EXERCISE BRIEF: Collect every row below that contains the word "vanity". Only matches with the same capitalization count.
— Begin —
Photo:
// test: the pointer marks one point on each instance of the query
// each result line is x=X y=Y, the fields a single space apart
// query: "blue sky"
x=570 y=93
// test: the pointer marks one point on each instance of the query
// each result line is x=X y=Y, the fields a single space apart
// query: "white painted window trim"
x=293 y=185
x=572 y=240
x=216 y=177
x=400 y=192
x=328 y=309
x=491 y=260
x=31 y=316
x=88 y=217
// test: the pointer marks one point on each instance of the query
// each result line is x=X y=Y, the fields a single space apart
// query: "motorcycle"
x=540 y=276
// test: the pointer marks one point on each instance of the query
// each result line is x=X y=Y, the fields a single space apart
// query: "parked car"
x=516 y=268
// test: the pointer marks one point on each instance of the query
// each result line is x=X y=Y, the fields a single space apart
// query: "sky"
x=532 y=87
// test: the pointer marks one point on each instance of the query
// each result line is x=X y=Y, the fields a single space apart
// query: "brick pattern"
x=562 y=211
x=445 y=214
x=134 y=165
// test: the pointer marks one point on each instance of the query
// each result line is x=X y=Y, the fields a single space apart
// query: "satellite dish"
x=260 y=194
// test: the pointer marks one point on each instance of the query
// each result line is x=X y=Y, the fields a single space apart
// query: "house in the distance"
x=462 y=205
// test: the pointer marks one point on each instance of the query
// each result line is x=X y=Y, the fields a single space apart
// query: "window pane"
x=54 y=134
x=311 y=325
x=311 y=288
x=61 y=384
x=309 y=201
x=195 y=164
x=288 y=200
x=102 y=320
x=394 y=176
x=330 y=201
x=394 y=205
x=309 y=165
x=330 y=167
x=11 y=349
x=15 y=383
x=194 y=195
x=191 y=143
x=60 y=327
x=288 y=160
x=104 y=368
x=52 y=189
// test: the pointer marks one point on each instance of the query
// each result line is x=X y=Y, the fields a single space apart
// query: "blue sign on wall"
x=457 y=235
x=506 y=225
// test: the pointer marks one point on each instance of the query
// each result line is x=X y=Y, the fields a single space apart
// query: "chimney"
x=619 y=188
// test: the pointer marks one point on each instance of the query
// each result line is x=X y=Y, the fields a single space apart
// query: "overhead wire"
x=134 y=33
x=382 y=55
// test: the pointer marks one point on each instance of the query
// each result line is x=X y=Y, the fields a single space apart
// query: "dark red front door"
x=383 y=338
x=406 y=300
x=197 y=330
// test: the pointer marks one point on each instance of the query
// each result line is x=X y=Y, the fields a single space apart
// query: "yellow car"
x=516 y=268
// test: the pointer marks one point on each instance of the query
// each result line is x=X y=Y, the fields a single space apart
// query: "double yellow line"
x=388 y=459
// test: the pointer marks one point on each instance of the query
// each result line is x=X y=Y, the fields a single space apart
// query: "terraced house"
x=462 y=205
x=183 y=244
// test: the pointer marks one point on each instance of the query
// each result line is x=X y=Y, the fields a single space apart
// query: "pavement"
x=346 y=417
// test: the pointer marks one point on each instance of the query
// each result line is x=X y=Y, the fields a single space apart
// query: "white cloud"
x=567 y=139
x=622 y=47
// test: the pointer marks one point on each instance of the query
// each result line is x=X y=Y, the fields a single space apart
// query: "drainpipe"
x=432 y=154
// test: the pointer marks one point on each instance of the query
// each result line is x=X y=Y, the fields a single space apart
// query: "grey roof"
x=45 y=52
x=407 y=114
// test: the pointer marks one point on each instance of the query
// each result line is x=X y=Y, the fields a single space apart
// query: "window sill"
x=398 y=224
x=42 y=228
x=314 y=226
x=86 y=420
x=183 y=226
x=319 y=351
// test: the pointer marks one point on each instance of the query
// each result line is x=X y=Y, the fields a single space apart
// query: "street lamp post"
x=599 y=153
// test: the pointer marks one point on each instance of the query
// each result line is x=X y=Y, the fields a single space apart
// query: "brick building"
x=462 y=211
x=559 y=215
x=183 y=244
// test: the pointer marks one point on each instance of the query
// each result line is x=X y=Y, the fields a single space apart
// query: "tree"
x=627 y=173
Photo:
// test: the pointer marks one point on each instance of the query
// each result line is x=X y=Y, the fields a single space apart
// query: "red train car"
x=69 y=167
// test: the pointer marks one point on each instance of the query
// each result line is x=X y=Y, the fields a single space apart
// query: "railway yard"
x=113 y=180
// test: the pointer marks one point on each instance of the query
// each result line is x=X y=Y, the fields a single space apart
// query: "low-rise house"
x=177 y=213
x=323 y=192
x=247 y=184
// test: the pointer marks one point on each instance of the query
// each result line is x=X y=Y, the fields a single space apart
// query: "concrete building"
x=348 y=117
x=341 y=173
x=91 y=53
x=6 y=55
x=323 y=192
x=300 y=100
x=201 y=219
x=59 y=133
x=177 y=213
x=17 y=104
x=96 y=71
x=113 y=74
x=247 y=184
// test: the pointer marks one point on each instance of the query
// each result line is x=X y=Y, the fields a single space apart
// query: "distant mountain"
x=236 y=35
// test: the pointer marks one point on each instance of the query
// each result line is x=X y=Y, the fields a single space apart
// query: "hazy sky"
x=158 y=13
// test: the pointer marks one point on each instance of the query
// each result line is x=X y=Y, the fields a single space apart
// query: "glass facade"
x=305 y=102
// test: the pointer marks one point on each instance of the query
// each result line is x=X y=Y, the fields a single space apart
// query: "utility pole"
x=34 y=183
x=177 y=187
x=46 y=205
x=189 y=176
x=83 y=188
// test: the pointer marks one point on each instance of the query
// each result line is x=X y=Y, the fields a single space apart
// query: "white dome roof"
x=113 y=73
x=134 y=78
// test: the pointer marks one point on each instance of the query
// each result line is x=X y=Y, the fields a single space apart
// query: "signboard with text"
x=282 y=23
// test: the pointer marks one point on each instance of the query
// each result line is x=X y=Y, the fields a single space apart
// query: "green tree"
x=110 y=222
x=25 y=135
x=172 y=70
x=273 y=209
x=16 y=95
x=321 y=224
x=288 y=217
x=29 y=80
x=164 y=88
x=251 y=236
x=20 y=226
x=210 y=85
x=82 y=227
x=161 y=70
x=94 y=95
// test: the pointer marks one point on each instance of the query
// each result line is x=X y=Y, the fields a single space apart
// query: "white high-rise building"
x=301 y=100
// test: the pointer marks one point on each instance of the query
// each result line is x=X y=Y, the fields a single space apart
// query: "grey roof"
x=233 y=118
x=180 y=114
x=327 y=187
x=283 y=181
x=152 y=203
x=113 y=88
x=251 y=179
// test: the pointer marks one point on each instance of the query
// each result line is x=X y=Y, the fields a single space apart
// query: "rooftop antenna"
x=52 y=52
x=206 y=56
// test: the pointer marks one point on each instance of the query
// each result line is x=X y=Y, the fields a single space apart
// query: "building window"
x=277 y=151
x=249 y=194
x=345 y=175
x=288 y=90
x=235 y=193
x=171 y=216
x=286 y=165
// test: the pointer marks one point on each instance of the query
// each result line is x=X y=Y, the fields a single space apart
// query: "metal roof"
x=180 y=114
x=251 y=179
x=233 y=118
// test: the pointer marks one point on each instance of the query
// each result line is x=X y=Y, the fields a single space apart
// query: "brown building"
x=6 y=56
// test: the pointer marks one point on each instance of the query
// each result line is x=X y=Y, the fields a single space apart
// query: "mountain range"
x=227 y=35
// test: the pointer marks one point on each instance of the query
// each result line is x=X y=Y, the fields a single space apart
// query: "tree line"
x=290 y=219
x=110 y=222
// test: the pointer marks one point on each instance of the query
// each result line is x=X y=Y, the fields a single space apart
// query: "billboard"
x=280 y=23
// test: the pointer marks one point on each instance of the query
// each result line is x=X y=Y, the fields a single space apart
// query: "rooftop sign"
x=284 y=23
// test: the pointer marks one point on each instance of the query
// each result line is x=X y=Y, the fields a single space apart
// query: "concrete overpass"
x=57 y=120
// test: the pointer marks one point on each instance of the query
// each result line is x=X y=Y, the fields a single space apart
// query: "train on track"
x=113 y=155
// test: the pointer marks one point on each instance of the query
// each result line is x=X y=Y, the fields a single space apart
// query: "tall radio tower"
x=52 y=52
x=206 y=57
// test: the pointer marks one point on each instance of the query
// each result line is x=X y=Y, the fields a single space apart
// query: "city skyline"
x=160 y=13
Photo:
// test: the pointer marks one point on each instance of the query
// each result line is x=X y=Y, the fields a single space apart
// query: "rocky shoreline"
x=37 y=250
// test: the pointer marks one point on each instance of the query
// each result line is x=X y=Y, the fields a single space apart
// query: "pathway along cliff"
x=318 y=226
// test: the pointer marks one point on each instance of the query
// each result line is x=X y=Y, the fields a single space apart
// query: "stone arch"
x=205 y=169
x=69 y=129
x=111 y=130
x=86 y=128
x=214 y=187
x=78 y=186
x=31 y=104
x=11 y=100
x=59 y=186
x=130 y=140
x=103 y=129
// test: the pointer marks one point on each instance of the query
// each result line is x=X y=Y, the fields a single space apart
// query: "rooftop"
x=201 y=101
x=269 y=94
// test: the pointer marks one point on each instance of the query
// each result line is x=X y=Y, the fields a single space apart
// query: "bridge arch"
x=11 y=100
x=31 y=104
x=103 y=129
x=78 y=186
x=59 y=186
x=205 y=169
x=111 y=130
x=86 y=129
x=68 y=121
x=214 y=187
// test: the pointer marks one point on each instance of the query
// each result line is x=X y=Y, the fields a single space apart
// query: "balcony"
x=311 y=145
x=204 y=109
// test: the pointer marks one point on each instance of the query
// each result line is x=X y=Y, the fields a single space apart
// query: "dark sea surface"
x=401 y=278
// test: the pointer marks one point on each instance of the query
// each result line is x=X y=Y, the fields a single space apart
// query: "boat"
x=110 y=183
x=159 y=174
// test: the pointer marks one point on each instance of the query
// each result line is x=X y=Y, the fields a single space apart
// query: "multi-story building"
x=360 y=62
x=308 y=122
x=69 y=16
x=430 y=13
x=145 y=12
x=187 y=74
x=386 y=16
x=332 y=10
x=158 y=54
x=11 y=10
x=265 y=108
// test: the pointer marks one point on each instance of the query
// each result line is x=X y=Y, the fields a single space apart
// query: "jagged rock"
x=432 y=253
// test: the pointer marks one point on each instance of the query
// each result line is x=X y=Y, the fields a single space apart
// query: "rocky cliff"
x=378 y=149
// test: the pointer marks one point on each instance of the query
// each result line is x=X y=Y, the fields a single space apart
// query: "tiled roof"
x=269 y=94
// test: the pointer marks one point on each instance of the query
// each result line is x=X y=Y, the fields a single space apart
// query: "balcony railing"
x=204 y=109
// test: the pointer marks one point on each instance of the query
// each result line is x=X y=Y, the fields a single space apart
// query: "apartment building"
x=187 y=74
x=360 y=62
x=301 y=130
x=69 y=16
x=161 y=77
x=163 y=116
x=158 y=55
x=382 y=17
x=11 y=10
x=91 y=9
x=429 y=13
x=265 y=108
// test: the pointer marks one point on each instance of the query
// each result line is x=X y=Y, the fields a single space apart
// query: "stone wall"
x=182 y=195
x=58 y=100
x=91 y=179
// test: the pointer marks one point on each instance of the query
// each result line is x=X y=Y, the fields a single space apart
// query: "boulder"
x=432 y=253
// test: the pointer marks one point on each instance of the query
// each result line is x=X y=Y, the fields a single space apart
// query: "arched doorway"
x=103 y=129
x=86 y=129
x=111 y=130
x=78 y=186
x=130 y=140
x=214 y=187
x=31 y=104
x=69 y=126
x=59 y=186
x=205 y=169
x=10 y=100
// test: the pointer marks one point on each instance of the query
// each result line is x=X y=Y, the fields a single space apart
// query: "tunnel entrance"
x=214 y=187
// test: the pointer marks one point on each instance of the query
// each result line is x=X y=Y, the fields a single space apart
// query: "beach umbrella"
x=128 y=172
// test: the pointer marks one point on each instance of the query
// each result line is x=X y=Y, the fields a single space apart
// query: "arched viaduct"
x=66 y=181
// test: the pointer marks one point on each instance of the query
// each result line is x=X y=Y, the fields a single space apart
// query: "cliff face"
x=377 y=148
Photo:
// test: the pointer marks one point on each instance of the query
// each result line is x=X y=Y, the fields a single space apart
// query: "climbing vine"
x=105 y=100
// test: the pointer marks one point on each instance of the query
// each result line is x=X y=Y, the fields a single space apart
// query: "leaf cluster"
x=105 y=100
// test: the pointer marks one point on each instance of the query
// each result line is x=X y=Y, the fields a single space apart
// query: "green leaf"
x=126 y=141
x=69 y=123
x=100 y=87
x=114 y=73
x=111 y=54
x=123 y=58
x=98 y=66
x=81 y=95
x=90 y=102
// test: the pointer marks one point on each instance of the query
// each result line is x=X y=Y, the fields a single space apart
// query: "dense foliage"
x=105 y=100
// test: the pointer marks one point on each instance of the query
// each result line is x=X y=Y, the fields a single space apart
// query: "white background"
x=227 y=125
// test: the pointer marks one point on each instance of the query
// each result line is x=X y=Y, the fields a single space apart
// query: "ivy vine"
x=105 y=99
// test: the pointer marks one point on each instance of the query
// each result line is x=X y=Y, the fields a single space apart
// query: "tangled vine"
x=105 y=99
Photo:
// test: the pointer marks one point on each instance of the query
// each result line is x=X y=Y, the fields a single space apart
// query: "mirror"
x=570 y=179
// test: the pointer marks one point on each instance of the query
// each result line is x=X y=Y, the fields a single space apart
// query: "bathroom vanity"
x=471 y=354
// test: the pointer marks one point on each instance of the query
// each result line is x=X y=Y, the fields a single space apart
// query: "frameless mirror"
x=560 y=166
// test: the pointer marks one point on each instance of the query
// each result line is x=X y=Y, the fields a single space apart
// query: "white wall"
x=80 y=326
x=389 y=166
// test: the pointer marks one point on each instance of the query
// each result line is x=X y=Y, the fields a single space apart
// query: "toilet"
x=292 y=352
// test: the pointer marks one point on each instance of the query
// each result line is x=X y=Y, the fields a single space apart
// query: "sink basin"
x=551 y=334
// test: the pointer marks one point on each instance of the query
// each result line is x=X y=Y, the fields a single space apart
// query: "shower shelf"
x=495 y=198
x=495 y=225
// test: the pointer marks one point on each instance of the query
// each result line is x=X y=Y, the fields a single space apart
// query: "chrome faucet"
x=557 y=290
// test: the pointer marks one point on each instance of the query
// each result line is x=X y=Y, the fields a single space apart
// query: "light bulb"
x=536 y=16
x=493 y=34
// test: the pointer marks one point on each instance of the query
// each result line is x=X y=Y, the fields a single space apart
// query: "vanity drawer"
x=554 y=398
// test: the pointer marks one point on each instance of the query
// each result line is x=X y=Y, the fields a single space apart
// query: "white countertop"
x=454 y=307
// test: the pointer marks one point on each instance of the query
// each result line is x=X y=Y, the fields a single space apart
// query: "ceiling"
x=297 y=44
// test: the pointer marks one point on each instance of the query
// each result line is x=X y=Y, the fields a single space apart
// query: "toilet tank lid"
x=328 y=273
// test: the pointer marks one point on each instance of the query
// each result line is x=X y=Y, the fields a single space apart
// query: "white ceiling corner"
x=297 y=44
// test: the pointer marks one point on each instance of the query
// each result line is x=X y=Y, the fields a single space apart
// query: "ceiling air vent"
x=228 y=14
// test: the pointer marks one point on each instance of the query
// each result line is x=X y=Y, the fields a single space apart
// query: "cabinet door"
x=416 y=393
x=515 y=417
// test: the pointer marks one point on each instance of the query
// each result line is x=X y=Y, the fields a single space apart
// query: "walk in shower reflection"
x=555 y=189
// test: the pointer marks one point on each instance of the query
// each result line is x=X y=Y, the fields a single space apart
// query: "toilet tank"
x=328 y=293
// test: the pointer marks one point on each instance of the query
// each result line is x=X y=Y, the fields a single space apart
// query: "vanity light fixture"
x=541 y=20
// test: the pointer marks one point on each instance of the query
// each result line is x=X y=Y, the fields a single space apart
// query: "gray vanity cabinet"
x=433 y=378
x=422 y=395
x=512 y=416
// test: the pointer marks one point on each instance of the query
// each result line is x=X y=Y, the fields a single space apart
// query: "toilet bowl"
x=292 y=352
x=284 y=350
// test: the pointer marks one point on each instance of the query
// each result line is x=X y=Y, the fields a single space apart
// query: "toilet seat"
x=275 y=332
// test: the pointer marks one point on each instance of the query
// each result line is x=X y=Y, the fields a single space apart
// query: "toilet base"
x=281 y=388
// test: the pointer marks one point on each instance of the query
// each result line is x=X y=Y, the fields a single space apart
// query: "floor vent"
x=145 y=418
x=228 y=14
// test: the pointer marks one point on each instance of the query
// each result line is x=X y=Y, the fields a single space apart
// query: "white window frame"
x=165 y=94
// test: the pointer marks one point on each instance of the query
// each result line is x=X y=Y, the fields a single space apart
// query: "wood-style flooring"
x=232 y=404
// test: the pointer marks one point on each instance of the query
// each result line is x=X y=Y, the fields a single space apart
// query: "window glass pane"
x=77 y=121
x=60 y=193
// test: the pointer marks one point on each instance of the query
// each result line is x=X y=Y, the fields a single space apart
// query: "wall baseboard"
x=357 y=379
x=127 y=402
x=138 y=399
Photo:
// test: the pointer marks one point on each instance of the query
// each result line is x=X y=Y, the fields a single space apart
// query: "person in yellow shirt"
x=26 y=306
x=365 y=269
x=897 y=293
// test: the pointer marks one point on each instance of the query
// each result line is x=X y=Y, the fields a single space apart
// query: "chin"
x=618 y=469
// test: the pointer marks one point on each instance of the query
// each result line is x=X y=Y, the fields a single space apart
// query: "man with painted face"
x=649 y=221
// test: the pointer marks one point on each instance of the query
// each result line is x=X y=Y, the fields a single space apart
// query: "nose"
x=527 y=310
— End —
RESULT FOR THIS TASK:
// query: "bathroom vanity"
// query: "vanity drawer"
// query: "vanity light fixture"
// query: "gray vanity cabinet"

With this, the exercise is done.